> _Extract_

▬▬▬▬▬▬

Smoking Tobacco: Forms and Health Effects

I think we can all agree that smoking tobacco is among the least healthy habits people have. Tobacco smoke has been shown to contain a series of harmful substances, even if we don’t count nicotine, which can kill you in an instant. Still, people enjoy the smoke all over the world, in several forms. And these forms have different effects on the consumer.

Smoking tobacco is harmful, dangerous, and probably deathly

 Smoking tobacco has been linked to a series of health conditions, both directly and indirectly. Lung cancer is the first that comes to mind, but there are many others – heart conditions, strokes, hypertension, miscarriages, erectile dysfunction, and the list could go on forever.

Second hand smoke (the one that has already been in the lungs of a smoker, along with the one that comes from tobacco products burning idly in an ashtray) is also dangerous. It has the same effects as consuming it directly – but on non-smokers exposed to it.

Still, the tobacco industry has an important contribution to the global economy. This means that smoking is not encouraged, but permitted.

Smoking what?

 Tobacco is consumed in a series of ways. Some people chew tobacco, others sniff tobacco powder, and yet others use tobacco orally as a mild stimulant – see snus and creamy snuffs for example.

Still, the most common form of tobacco use in Europe and the Americas is smoking it in one form or another. Today I want to take a look at some of these forms – namely cigarettes, cigars and pipes – and their effects on our health.


 Cigarettes are perhaps the most accessible tobacco products worldwide. They consist of tobacco rolled in a paper tube, usually with a filter at one end, sold “ready to consume” basically everywhere. People who smoke cigarettes inhale the smoke directly, which gets into their lungs. It is perhaps the fastest way to introduce nicotine in the smoker’s system, but it also comes with a series of other – harmful – chemicals.

Some of these chemicals come from tobacco itself, while others are additives with their own share of negative effects. Besides, the paper itself adds to the mix of nasty things found in tobacco. Not to mention the fact that inhaling this mixture of chemicals raises the risk of lung cancer significantly.


Considered a more sophisticated form of smoking tobacco, cigars have become more popular over the years. Cigars are given out when a newborn sees the light for the first time, and generally used to celebrate happy events. They have become a symbol of welfare over time.

Compared to cigarettes, cigars are also considered to be less dangerous. They come with no paper wrapping, which improves their taste and reduces the number of sources for harmful chemicals. And not inhaling the smoke makes them less likely to contribute to lung cancer.

▬▬▬▬▬▬

[Extracted data entries]

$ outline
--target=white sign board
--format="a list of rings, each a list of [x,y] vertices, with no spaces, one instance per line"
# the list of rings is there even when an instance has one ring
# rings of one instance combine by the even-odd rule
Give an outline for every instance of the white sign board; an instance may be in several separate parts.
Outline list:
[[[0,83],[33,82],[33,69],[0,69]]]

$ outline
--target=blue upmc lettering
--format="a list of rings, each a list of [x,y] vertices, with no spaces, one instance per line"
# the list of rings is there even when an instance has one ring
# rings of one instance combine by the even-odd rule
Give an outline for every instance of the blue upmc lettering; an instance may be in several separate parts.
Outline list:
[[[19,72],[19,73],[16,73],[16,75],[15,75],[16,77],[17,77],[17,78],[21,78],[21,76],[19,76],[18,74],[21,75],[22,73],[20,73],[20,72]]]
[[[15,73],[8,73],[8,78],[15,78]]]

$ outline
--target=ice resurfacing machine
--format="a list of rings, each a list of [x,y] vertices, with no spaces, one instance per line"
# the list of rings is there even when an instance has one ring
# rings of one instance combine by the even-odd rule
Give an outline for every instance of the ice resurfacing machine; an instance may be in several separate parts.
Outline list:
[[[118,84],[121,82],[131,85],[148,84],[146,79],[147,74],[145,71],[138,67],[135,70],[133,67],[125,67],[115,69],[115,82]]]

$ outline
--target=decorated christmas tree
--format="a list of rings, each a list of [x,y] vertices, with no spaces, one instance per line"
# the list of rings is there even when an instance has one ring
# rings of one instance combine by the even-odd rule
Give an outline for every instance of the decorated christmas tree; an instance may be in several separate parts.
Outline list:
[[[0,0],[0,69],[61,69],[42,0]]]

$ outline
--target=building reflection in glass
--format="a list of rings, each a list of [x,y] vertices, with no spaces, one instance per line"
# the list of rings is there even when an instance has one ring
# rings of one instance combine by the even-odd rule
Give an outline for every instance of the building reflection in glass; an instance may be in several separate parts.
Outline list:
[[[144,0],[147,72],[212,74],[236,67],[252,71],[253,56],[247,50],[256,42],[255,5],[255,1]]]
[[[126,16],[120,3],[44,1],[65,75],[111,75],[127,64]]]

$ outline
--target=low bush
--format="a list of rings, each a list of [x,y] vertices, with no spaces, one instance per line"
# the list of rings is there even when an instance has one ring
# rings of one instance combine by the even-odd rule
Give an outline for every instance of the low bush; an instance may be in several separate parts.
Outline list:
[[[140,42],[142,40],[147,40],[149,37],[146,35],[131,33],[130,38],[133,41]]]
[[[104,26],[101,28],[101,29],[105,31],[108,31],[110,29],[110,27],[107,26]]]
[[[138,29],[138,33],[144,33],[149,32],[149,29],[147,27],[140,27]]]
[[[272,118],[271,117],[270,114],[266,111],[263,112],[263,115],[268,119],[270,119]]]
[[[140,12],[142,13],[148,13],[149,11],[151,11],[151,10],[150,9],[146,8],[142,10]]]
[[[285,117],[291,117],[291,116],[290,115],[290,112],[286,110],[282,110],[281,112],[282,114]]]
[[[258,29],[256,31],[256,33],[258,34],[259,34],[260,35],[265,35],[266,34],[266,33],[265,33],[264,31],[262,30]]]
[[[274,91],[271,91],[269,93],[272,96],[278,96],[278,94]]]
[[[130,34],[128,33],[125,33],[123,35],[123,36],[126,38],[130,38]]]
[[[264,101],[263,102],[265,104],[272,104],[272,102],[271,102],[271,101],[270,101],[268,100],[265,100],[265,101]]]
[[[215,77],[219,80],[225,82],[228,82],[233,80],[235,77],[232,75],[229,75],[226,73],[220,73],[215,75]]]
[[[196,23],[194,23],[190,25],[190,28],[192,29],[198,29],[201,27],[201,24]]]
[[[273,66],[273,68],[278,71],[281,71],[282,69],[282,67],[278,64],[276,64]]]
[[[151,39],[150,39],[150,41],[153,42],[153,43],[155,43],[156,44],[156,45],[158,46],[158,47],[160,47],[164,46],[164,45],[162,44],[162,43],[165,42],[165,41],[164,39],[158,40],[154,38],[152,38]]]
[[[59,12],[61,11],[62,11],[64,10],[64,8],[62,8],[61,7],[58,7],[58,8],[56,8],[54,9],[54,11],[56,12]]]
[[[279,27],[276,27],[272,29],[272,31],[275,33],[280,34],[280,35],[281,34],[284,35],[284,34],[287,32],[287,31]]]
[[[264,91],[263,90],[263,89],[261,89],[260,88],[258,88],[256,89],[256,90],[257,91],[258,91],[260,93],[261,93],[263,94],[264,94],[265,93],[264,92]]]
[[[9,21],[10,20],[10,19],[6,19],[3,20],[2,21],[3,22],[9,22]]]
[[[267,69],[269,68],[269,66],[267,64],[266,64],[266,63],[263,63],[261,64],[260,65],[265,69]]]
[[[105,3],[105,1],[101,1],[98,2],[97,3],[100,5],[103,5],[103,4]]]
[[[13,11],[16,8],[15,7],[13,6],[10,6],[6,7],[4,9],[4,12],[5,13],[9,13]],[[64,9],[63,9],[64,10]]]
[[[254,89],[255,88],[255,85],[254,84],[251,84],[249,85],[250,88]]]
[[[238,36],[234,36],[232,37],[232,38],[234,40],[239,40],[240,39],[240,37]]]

▬▬▬▬▬▬

> _Activities_
**a.** Reproduce the stretch of the smoking tobacco article from "Smoking tobacco is harmful, dangerous, and" through "encouraged, but permitted.".
**b.** Carry on writing the article about smoking tobacco from the point where it ends.

> _Answers in order_
**a.**
Smoking tobacco is harmful, dangerous, and probably deathly

 Smoking tobacco has been linked to a series of health conditions, both directly and indirectly. Lung cancer is the first that comes to mind, but there are many others – heart conditions, strokes, hypertension, miscarriages, erectile dysfunction, and the list could go on forever.

Second hand smoke (the one that has already been in the lungs of a smoker, along with the one that comes from tobacco products burning idly in an ashtray) is also dangerous. It has the same effects as consuming it directly – but on non-smokers exposed to it.

Still, the tobacco industry has an important contribution to the global economy. This means that smoking is not encouraged, but permitted.

**b.**
This is in part true – when it comes to lung cancer, cigars are indeed less dangerous. But let’s not forget that cigars are also made of tobacco, and carry much the same health risks as their paper-wrapped little brothers.

One premium cigar can hold as much tobacco as a full pack of cigarettes. Smoking one of these releases a whole lot of second-hand smoke, full of cancer-causing and otherwise harmful compounds. And its concentrated cancer-causing cocktail is absorbed through the mucous membranes of your mouth.

According to the National Cancer Institute, smoking cigars regularly dramatically increases the risk of oral cancer, and other forms of this deadly condition.


Smoking pipes is also a symbolic act – it expresses sophistication, leisure and contemplation. There are a huge variety of pipes, accessories and tobaccos available to pipe enthusiasts. In case of pipes, the emphasis on the quality of the tobacco, its taste and smell, is much higher.

But smoking tobacco in a pipe provides a nicotine kick, just like cigars, through the absorption of nicotine through the mucous membranes of the mouth. And it has about the same health risks associated with it.

The number of research papers focusing on pipe smokers is very low. The cause for this is that their numbers have also thinned. Pipe smoking does not appeal to women and adolescents, so governments tend to ignore this form of smoking.

But pipe tobacco is still tobacco, with all the health risks associated with it. Some even say that smoking a pipe can be more dangerous than smoking a cigar. Studies have shown that, while smoking a pipe is less dangerous than cigarettes, it bears the same health risks as smoking cigars. Pipe smokers are even more prone to cancer of the lips, the tongue and the larynx than cigar smokers.